■ Task goal ■
Copy every row below word for word, leaving out the pictures.

Outline entries for labeled areas

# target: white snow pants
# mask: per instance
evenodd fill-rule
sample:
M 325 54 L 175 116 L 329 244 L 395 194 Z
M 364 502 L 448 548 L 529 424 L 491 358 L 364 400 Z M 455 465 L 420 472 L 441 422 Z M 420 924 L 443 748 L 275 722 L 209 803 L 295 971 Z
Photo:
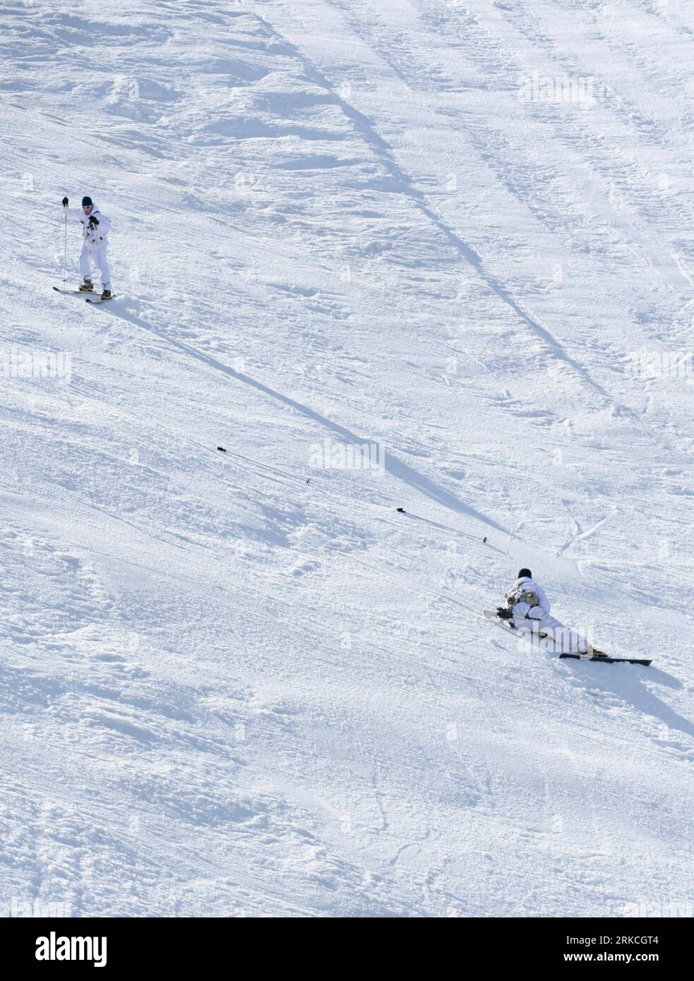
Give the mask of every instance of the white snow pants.
M 80 253 L 80 272 L 82 277 L 88 276 L 91 278 L 93 266 L 94 269 L 99 270 L 101 273 L 101 284 L 104 289 L 110 289 L 111 269 L 108 264 L 106 248 L 106 245 L 89 248 L 87 243 L 84 242 Z
M 527 615 L 527 616 L 526 616 Z M 518 633 L 546 635 L 555 644 L 561 645 L 562 651 L 582 653 L 588 649 L 588 642 L 575 630 L 569 630 L 555 617 L 546 613 L 542 606 L 530 606 L 528 603 L 516 603 L 513 606 L 513 623 Z

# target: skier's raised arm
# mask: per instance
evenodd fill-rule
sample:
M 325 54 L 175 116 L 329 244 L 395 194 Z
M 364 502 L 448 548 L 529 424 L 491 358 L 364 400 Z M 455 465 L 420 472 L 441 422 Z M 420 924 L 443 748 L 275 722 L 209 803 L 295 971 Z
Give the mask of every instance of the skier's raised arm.
M 93 216 L 93 224 L 96 225 L 100 235 L 105 235 L 111 231 L 111 223 L 106 215 L 102 215 L 100 211 Z

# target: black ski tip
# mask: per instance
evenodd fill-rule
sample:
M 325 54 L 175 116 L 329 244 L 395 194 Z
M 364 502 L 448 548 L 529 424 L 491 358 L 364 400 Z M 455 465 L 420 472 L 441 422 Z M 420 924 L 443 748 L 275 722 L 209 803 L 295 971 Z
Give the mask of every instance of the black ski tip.
M 649 664 L 653 663 L 652 658 L 647 657 L 610 657 L 603 655 L 602 657 L 587 657 L 585 654 L 560 654 L 560 657 L 571 657 L 577 661 L 602 661 L 603 664 L 642 664 L 644 667 L 648 667 Z

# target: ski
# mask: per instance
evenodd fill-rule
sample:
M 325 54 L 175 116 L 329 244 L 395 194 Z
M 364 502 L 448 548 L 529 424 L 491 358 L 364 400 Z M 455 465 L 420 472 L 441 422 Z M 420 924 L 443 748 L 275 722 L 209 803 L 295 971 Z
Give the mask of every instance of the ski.
M 537 631 L 523 631 L 518 633 L 512 627 L 507 626 L 504 620 L 500 620 L 497 616 L 496 611 L 493 610 L 483 610 L 484 615 L 488 620 L 492 620 L 496 623 L 505 634 L 512 634 L 514 637 L 521 637 L 524 640 L 530 640 L 531 638 L 538 638 L 540 640 L 554 641 L 554 638 L 550 634 L 540 634 Z M 610 654 L 604 653 L 602 650 L 597 650 L 595 647 L 591 647 L 584 654 L 579 653 L 562 653 L 559 652 L 560 657 L 571 657 L 577 661 L 604 661 L 606 664 L 643 664 L 648 667 L 652 663 L 652 658 L 646 657 L 612 657 Z
M 573 657 L 578 661 L 604 661 L 605 664 L 645 664 L 648 667 L 652 663 L 652 658 L 648 657 L 611 657 L 610 654 L 560 654 L 560 657 Z

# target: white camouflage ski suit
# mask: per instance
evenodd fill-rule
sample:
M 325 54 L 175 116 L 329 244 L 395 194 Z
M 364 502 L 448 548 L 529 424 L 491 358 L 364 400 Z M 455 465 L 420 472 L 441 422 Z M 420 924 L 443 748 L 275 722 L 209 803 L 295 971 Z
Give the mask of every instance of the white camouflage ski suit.
M 111 223 L 102 215 L 96 205 L 93 205 L 90 215 L 85 215 L 81 208 L 64 208 L 69 222 L 81 222 L 83 241 L 80 253 L 80 272 L 82 277 L 92 276 L 92 267 L 101 273 L 101 284 L 104 289 L 111 288 L 111 268 L 106 250 L 108 248 L 108 233 Z M 98 225 L 90 229 L 89 219 L 95 218 Z
M 531 593 L 537 596 L 537 603 L 534 605 L 522 598 L 523 594 Z M 551 637 L 556 643 L 561 644 L 562 650 L 586 649 L 586 641 L 550 615 L 551 607 L 547 594 L 534 579 L 529 579 L 527 576 L 517 579 L 507 593 L 507 602 L 510 604 L 511 601 L 513 626 L 519 633 L 530 632 Z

■ Correct answer ■
# target: white snow pants
# mask: per instance
evenodd fill-rule
sample:
M 325 54 L 175 116 L 329 244 L 395 194 Z
M 364 502 L 448 548 L 529 424 L 491 358 L 364 400 Z M 455 465 L 420 472 L 441 422 Z M 420 924 L 443 748 L 275 722 L 209 803 L 295 971 Z
Photo:
Give the mask of every instance of the white snow pants.
M 80 253 L 80 272 L 82 277 L 88 276 L 91 278 L 93 266 L 94 269 L 99 270 L 101 273 L 101 284 L 104 289 L 110 289 L 111 269 L 108 264 L 106 248 L 106 245 L 89 248 L 87 243 L 84 242 Z
M 527 615 L 527 616 L 526 616 Z M 518 633 L 546 635 L 555 644 L 561 645 L 562 651 L 582 653 L 588 649 L 588 642 L 575 630 L 569 630 L 555 617 L 546 613 L 542 606 L 530 606 L 528 603 L 516 603 L 513 606 L 513 623 Z

# target: skier's raised arm
# mask: per instance
evenodd fill-rule
sample:
M 325 54 L 175 116 L 329 244 L 395 194 Z
M 364 502 L 448 548 L 529 424 L 491 358 L 364 400 Z M 455 465 L 420 472 L 441 422 Z M 420 924 L 443 748 L 275 722 L 209 803 L 295 971 Z
Give the mask of every instance of the skier's raised arm.
M 93 216 L 93 224 L 96 225 L 100 235 L 105 235 L 111 231 L 111 223 L 106 215 L 102 215 L 100 211 Z

# target: black ski tip
# mask: per instance
evenodd fill-rule
sample:
M 325 54 L 175 116 L 329 244 L 395 194 Z
M 364 502 L 448 548 L 529 424 L 491 358 L 364 400 Z M 455 465 L 420 472 L 441 422 Z M 420 924 L 443 748 L 275 722 L 209 803 L 295 971 Z
Give the mask of every instance of the black ski tip.
M 649 664 L 653 663 L 652 658 L 647 657 L 610 657 L 603 655 L 602 657 L 587 657 L 585 654 L 560 654 L 560 657 L 571 657 L 577 661 L 602 661 L 603 664 L 642 664 L 644 667 L 648 667 Z

# target: ski
# mask: per instance
evenodd fill-rule
sample:
M 325 54 L 175 116 L 329 244 L 395 194 Z
M 364 502 L 448 548 L 529 424 L 491 358 L 364 400 Z M 455 465 L 420 472 L 441 422 Z M 420 924 L 443 748 L 275 722 L 209 803 L 295 971 Z
Give the mask of every instance of the ski.
M 537 631 L 523 631 L 518 633 L 512 627 L 507 626 L 504 620 L 500 620 L 497 616 L 496 611 L 493 610 L 483 610 L 484 615 L 488 620 L 492 620 L 496 623 L 505 634 L 512 634 L 514 637 L 521 637 L 524 640 L 530 640 L 531 638 L 538 638 L 540 640 L 554 641 L 554 638 L 550 634 L 540 634 Z M 610 654 L 604 653 L 602 650 L 597 650 L 595 647 L 591 647 L 584 654 L 579 653 L 562 653 L 559 652 L 560 657 L 571 657 L 577 661 L 604 661 L 606 664 L 643 664 L 648 667 L 652 663 L 652 658 L 646 657 L 612 657 Z
M 573 657 L 578 661 L 604 661 L 605 664 L 645 664 L 648 667 L 652 663 L 652 658 L 648 657 L 611 657 L 610 654 L 560 654 L 560 657 Z

# target: white camouflage ski suit
# mask: per instance
evenodd fill-rule
sample:
M 325 54 L 175 116 L 329 244 L 395 194 Z
M 364 502 L 448 548 L 529 424 L 491 358 L 364 400 Z M 455 465 L 420 472 L 441 422 Z M 420 924 L 443 748 L 275 722 L 209 803 L 295 971 Z
Give the mask of every instance of the white camouflage ski suit.
M 111 223 L 102 215 L 96 205 L 93 205 L 90 215 L 85 215 L 81 208 L 64 208 L 69 222 L 81 222 L 83 241 L 80 253 L 80 272 L 82 277 L 92 276 L 92 267 L 101 273 L 101 284 L 104 289 L 111 288 L 111 268 L 106 250 L 108 248 L 108 233 Z M 98 225 L 90 229 L 89 219 L 95 218 Z
M 531 593 L 537 596 L 537 603 L 534 605 L 522 598 L 523 594 Z M 551 637 L 556 643 L 561 644 L 562 650 L 586 649 L 586 641 L 550 615 L 551 607 L 547 594 L 534 579 L 529 579 L 527 576 L 517 579 L 507 593 L 507 602 L 510 604 L 511 601 L 513 626 L 519 633 L 530 632 Z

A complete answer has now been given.